**EXTRAIT À LIRE**
►

Non à la venue de l’EUFOR au Tchad, oui pour l’unité du mouvement national en lutte contre la dictature! – B. I. Haggar

Dr. Bichara Idriss Haggar Notre analyse de la situation politique du Tchad faite dans un article intitulé « La crise du Tchad : l’unique option », publié en septembre 2006 n’a pas fondamentalement changé. Au contraire, elle demeure plus que jamais d’actualité. Car, la violation des accords de Syrte, le refus d’un Forum inclusif, le blocage de l’accord du 13 août 2007 avec les partis démocratiques et la liquidation programmée du FUC et de ses dirigeants ne font que renforcer notre conviction profonde que l’unique solution à la crise politique tchadienne reste le départ pure et simple de Deby de la direction des affaires de l’État.

Le Conseil national de redressement du Tchad reste persuadé que ce dictateur antinational et satanique, soutenu à bout des bras et contre toute logique par les différents gouvernements français, est le principal responsable de tous les maux que le pays connait. Le président Deby demeure par conséquent le seul obstacle à la paix, à la réconciliation nationale et au développement du Tchad.

◄

**Entrées du jeu de données**
►

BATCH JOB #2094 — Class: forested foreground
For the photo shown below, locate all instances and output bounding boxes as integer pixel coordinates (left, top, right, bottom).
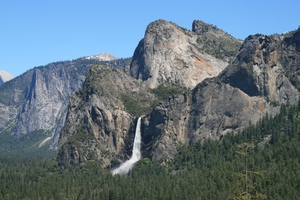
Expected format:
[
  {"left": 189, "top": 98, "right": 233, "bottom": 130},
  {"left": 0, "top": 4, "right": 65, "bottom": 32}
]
[{"left": 0, "top": 105, "right": 300, "bottom": 200}]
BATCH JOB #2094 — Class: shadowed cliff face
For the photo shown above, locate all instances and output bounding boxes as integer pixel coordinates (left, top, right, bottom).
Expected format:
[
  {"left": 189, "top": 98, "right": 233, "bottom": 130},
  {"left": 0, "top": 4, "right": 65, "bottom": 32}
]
[
  {"left": 142, "top": 30, "right": 300, "bottom": 163},
  {"left": 128, "top": 20, "right": 240, "bottom": 88},
  {"left": 0, "top": 59, "right": 92, "bottom": 148}
]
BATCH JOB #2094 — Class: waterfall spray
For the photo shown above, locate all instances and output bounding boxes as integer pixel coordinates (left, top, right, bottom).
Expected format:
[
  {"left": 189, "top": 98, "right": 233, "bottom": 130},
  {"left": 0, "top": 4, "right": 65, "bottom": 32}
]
[{"left": 112, "top": 117, "right": 141, "bottom": 175}]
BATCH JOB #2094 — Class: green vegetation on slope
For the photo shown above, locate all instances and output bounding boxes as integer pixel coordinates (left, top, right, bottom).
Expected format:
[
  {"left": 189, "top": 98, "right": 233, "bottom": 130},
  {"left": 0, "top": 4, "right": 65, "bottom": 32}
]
[{"left": 0, "top": 105, "right": 300, "bottom": 200}]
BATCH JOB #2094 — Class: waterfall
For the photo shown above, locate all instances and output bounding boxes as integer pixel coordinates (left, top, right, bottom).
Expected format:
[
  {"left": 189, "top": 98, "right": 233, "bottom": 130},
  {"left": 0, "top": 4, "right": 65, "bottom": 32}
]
[{"left": 112, "top": 117, "right": 141, "bottom": 175}]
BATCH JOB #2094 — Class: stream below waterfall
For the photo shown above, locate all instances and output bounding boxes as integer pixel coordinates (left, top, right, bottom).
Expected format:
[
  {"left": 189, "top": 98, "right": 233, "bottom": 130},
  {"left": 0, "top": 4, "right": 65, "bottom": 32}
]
[{"left": 112, "top": 117, "right": 141, "bottom": 175}]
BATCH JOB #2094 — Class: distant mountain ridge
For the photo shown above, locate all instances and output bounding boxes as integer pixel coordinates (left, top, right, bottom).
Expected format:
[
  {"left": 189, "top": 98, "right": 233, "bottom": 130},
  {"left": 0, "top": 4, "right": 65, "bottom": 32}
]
[
  {"left": 83, "top": 53, "right": 117, "bottom": 61},
  {"left": 57, "top": 20, "right": 241, "bottom": 168},
  {"left": 57, "top": 20, "right": 300, "bottom": 168}
]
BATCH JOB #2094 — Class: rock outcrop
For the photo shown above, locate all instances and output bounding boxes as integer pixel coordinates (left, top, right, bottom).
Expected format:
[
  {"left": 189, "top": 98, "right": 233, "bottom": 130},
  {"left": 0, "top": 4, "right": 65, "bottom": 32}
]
[
  {"left": 142, "top": 29, "right": 300, "bottom": 163},
  {"left": 128, "top": 20, "right": 241, "bottom": 88}
]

◄

**TÂCHES À FAIRE**
1 – Reprenez tel quel le passage de l'extrait sur la crise au Tchad qui commence par les mots « Dr. Bichara Idriss » et se termine par « affaires de l’État. ».
2 – Écrivez la suite de l'extrait sur la crise au Tchad, à partir de sa dernière phrase.
Ces données forment un matériel à part, sans lien avec l'extrait.

**RÉPONSES AUX TÂCHES**
1 –
Dr. Bichara Idriss Haggar Notre analyse de la situation politique du Tchad faite dans un article intitulé « La crise du Tchad : l’unique option », publié en septembre 2006 n’a pas fondamentalement changé. Au contraire, elle demeure plus que jamais d’actualité. Car, la violation des accords de Syrte, le refus d’un Forum inclusif, le blocage de l’accord du 13 août 2007 avec les partis démocratiques et la liquidation programmée du FUC et de ses dirigeants ne font que renforcer notre conviction profonde que l’unique solution à la crise politique tchadienne reste le départ pure et simple de Deby de la direction des affaires de l’État.

2 –
Cette attitude arrogante, méprisante et destructrice de Deby vis-à-vis du peuple tchadien et son rejet obstiné de tout dialogue national se trouvent encouragés par le soutien militaire illégal de plus en plus accru apporté par le gouvernement français et par celui de l’Union européenne, à travers l’EUFOR. Le CNR est, par conséquent, contre toute forme d’ingérence étrangère dans les affaires intérieures du Tchad. Tirant des leçons de l’histoire politique de notre pays, que ce soit les interventions françaises endémiques et illégitimes (car, non prévues par les accords de coopération) pour sauver des régimes dictatoriaux ou les deux interventions des casques blancs de l’Organisation de l’Union Africaine (OUA) des années 1980, aucune de ces interventions n’avait apporté, ne serait-ce qu’un début de solution à la crise politique tchadienne. Et pour cause? C’est parce que ni la France de toujours, ni l’OUA d’alors n’a tenu compte de la dimension politique de la crise.

Le président Sarkozy a, sous le prétexte de soutenir des populations réfugiées du Darfour, convaincu l’Europe d’intervenir militairement dans le conflit interne tchadien sans pour autant chercher à résoudre la crise. L’absence de la dimension politique dans l’intervention de l’EUFOR et la présence prédominante des forces françaises, qui aident la milice du président Deby, font de celle-ci une simple force d’appoint qui vient à la rescousse d’un dictateur en perte de vitesse et non pour protéger des réfugiés. En plus, en écartant le forum inclusif regroupant toutes les forces de la Nation, l’Europe a déjà échoué dans sa médiation de trouver une solution à la crise politique tchadienne.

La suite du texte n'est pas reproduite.